■ **WORK ORDER**
Your reply should consist solely of the number of lines in the data that contain "locate".

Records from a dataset

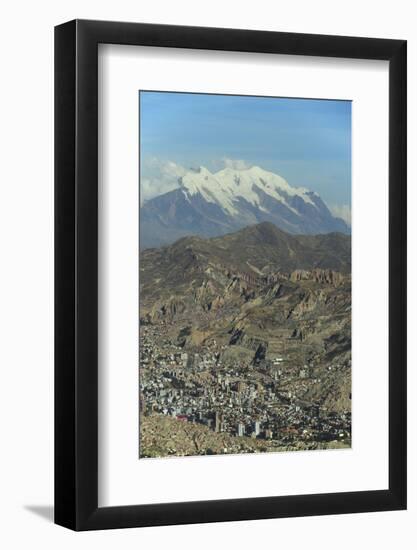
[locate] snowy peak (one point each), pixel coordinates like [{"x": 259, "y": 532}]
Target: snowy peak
[
  {"x": 212, "y": 204},
  {"x": 227, "y": 186}
]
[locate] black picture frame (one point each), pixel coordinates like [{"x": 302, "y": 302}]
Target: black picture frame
[{"x": 76, "y": 272}]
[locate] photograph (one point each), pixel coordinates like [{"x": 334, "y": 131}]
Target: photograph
[{"x": 244, "y": 274}]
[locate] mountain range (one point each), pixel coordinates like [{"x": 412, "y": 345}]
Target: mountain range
[{"x": 213, "y": 204}]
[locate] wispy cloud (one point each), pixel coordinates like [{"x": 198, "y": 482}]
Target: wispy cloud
[
  {"x": 236, "y": 164},
  {"x": 158, "y": 177},
  {"x": 341, "y": 211}
]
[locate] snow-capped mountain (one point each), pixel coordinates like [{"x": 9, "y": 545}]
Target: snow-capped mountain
[{"x": 211, "y": 204}]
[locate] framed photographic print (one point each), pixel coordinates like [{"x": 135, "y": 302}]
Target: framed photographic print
[{"x": 230, "y": 334}]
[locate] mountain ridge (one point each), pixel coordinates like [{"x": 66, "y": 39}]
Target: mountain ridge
[{"x": 211, "y": 205}]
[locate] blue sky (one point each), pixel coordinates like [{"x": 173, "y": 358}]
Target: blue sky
[{"x": 308, "y": 142}]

■ **EXERCISE SOLUTION**
9